■ **About this exercise**
After locating "Target: zebra crossing" in the listing below, copy that line and each one after it exactly, ending with the line that has "Could you spot the woman's arm".

■ **Provided data**
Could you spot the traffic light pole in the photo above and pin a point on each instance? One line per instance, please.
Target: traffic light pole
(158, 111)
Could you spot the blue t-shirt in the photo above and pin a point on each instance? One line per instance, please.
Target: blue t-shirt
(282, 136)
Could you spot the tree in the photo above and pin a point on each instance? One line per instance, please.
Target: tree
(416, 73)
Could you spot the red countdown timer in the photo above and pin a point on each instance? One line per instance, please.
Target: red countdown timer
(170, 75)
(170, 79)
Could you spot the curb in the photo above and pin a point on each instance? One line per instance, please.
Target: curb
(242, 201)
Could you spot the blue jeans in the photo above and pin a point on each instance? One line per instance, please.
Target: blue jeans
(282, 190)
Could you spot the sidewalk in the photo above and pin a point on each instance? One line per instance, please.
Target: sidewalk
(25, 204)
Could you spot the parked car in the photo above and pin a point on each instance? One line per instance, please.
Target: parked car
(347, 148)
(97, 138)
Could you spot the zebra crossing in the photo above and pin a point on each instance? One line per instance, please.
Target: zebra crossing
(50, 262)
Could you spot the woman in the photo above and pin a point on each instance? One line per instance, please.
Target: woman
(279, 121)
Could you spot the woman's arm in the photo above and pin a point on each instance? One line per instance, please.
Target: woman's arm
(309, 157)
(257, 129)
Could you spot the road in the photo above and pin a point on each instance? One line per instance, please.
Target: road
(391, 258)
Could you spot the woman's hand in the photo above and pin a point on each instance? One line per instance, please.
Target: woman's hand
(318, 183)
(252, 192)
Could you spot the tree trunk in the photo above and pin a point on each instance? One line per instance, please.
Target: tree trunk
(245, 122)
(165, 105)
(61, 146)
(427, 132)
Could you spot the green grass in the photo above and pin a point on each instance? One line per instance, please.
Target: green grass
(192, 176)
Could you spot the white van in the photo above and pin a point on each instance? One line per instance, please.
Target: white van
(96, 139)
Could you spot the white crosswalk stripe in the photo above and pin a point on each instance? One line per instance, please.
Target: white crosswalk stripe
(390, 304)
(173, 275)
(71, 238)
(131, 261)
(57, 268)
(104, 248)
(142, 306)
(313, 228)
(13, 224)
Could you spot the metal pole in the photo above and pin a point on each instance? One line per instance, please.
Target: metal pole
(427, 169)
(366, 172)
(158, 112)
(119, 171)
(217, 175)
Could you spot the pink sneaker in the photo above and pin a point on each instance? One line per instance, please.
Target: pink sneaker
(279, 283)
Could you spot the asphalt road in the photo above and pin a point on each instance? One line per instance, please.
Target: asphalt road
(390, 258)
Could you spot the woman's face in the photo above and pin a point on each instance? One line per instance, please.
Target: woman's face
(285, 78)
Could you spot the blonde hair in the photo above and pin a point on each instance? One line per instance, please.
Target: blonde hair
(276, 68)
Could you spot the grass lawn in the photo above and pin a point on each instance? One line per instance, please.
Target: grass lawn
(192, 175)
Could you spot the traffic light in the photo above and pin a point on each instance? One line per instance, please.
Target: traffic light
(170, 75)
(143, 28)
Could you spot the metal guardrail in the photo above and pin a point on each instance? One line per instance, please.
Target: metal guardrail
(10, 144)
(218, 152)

■ **Answer to this exercise**
Target: zebra crossing
(50, 262)
Could you spot the woman in the photo above and pin a point on each instance? One line per instance, please.
Target: woman
(279, 121)
Could you spot the woman's arm in the photo above and pin a point on each instance? One line per instance, please.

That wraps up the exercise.